[What the exercise asks] Collect every line of the entries below that contains the string "bell", matching case exactly.

[Given data]
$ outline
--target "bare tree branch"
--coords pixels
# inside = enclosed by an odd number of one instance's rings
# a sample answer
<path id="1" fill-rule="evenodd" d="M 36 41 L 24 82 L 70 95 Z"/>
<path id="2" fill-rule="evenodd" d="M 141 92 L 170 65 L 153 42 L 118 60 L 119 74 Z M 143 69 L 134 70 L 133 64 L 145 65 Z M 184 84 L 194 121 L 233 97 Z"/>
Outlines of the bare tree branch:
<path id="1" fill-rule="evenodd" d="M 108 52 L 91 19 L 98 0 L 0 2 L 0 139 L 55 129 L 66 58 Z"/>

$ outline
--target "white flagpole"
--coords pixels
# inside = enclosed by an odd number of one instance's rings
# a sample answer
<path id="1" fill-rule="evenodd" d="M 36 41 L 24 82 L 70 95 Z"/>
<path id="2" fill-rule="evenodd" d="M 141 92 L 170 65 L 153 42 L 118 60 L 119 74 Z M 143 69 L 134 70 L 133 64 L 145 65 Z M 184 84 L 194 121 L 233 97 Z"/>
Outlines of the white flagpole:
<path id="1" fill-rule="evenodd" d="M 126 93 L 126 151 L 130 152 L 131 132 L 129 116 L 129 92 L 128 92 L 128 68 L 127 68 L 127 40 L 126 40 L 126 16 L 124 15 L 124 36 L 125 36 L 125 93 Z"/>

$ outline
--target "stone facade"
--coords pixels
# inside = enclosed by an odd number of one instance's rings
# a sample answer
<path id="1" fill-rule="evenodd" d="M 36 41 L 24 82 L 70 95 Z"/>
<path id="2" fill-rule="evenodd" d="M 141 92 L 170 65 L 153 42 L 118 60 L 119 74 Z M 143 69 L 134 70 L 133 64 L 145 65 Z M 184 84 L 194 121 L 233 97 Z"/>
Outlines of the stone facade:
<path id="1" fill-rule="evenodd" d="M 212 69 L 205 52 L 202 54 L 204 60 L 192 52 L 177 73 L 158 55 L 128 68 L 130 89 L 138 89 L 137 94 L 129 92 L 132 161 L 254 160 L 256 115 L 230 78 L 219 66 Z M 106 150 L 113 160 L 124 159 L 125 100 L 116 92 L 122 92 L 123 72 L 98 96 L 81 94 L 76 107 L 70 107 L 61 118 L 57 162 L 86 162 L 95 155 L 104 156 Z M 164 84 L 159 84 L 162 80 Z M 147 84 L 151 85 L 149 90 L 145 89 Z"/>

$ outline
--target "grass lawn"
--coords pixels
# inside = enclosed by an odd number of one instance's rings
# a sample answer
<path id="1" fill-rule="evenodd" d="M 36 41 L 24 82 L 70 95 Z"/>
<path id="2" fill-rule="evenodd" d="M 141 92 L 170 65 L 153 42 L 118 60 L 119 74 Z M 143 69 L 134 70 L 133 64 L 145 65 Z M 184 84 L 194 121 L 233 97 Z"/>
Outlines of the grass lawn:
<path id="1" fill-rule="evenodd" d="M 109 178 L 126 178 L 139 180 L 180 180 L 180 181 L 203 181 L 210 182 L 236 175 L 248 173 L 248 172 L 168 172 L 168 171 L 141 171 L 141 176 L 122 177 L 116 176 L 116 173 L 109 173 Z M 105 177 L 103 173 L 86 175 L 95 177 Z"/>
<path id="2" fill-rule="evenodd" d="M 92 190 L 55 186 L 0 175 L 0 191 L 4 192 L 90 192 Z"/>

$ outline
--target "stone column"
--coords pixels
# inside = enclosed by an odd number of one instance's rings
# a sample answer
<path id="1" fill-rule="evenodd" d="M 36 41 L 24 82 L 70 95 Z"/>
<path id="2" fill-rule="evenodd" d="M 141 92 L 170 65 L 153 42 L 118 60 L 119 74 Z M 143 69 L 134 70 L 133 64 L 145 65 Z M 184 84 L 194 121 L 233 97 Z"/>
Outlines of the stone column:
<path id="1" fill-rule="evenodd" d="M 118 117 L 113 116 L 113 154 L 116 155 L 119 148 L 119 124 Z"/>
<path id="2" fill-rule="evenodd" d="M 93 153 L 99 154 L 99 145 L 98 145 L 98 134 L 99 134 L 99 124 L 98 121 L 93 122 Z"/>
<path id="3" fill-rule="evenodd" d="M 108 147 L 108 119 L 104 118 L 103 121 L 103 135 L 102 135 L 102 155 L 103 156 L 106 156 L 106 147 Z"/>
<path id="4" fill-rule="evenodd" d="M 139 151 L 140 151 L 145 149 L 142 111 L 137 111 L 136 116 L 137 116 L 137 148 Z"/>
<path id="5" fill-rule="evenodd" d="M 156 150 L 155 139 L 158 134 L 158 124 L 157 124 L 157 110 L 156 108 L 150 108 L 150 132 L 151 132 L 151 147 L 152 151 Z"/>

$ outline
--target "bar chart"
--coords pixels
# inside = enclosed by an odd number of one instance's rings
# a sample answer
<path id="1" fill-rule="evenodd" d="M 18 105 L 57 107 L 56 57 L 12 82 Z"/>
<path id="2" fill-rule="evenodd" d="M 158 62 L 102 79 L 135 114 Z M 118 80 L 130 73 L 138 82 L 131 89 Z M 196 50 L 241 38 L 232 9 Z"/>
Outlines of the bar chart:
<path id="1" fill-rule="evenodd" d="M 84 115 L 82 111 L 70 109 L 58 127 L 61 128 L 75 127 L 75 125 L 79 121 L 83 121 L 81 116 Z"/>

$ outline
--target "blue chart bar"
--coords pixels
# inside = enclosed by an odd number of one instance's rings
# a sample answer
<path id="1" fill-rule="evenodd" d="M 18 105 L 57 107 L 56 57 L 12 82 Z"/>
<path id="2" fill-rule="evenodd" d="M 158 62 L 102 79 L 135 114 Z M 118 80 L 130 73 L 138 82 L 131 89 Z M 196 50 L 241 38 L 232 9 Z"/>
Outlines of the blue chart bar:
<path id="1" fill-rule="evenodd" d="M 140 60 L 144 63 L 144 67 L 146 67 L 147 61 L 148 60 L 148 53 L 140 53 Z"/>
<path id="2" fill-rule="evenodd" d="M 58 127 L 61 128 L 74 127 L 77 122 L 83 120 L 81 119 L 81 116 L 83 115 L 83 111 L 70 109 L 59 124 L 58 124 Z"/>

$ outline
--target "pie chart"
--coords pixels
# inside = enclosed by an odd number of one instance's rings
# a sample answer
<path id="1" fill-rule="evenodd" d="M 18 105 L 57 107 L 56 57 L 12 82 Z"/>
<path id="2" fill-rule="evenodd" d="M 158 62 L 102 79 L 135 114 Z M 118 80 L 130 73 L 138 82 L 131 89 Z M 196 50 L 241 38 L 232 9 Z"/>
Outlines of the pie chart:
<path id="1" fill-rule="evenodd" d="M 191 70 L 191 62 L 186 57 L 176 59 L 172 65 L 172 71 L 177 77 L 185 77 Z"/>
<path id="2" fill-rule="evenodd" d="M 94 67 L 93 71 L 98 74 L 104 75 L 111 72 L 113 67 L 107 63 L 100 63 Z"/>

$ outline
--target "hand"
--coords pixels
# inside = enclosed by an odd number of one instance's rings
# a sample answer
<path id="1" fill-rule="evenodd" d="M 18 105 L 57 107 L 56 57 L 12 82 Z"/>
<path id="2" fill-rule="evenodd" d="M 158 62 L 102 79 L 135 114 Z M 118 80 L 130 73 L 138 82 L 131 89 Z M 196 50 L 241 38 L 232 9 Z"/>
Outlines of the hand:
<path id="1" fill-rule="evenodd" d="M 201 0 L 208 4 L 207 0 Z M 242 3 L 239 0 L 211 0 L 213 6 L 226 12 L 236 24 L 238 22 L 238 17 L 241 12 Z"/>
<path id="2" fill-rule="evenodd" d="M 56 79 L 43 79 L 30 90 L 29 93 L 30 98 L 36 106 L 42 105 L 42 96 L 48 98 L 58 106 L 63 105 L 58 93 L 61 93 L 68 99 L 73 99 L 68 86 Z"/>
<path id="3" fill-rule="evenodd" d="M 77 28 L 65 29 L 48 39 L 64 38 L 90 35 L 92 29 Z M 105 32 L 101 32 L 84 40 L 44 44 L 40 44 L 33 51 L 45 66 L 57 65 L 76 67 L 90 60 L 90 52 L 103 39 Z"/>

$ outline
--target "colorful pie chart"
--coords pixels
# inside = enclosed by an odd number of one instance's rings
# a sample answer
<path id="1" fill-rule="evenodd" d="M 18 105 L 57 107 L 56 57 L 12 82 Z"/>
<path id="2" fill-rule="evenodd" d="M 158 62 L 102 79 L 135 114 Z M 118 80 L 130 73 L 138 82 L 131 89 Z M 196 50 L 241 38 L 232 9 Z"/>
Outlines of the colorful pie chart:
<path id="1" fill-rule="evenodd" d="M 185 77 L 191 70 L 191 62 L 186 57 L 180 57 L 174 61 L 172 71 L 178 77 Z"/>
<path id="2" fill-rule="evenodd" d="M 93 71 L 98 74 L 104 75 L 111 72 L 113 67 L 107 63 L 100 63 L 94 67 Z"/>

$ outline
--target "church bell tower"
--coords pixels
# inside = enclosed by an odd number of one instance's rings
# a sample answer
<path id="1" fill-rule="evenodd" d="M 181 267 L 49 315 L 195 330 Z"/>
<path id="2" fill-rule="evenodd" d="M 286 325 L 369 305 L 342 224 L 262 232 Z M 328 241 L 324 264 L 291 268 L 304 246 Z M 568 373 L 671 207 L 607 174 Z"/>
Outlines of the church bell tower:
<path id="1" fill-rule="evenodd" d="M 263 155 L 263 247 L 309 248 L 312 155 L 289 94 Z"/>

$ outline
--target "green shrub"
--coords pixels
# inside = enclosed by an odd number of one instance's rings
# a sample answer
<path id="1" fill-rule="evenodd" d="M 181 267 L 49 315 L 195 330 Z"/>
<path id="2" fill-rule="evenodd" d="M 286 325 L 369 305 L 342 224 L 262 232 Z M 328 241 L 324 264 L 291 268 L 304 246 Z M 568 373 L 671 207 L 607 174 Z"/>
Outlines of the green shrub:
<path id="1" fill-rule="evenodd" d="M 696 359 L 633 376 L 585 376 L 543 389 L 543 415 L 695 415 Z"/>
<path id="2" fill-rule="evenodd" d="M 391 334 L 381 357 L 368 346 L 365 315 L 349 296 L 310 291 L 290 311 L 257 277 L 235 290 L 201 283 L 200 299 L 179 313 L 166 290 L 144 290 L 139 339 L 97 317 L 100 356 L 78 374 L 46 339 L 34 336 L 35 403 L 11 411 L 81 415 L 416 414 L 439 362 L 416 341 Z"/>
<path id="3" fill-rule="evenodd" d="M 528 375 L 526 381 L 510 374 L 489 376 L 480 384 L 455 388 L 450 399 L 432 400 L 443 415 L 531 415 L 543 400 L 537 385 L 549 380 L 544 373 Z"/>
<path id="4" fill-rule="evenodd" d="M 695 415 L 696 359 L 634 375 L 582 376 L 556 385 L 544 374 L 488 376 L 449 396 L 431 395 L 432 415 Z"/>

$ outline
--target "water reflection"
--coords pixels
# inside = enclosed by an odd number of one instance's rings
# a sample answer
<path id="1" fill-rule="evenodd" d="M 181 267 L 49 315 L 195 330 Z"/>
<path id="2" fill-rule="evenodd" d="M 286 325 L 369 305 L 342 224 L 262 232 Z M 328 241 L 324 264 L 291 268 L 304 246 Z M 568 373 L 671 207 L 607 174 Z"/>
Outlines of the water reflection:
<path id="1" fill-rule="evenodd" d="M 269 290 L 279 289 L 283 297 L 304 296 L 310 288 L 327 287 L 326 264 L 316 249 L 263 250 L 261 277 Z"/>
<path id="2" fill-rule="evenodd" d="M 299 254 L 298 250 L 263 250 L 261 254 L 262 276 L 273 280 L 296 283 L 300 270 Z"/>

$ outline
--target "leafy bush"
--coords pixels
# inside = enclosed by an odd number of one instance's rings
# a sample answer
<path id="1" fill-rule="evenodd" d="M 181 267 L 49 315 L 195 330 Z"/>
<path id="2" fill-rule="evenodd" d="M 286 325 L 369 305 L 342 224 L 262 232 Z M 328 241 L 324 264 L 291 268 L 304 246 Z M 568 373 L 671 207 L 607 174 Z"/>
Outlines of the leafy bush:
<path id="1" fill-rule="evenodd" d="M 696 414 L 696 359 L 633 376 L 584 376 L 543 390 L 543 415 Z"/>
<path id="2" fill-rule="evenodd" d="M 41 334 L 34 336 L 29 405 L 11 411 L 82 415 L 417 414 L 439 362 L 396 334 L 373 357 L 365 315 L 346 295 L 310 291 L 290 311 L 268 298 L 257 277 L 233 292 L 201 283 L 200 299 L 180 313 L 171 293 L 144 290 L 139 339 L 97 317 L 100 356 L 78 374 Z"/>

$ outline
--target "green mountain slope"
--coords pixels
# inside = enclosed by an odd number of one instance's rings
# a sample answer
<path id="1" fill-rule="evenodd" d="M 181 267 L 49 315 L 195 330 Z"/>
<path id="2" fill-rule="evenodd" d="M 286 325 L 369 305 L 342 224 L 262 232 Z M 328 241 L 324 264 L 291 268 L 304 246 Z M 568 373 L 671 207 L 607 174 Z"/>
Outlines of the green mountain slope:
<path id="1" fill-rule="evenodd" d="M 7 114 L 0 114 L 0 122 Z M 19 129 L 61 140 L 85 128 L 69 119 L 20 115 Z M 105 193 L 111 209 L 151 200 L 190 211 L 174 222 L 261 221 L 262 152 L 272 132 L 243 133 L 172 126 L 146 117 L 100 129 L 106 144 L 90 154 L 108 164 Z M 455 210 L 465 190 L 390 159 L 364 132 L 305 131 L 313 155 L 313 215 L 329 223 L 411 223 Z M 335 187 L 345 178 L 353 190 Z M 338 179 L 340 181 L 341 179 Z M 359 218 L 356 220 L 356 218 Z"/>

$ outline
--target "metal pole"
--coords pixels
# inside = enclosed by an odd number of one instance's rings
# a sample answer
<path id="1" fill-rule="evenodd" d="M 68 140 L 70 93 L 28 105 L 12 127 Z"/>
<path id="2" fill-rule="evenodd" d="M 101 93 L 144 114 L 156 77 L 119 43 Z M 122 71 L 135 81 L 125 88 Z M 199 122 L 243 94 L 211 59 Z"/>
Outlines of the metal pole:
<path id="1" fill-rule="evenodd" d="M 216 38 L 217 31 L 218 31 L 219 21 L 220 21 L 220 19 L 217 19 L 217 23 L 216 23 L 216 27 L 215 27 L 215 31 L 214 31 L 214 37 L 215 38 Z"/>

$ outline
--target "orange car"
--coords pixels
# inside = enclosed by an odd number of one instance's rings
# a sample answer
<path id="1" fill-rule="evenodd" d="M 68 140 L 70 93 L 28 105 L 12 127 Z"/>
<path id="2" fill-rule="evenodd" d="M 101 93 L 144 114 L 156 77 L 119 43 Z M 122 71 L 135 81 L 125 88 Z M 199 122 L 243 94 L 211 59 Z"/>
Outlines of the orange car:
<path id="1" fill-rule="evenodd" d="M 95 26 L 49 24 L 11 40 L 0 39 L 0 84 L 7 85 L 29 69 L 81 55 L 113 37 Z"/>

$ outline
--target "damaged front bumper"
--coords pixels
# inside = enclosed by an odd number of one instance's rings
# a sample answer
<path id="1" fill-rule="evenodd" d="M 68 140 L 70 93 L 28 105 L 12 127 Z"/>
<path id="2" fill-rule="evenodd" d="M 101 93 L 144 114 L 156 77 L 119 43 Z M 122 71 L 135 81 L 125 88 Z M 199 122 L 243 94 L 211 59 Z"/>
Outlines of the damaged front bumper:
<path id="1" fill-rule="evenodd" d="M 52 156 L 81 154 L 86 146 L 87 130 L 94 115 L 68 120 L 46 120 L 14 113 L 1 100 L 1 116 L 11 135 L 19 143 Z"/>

[Exercise output]
--target "church bell tower"
Outlines of the church bell tower:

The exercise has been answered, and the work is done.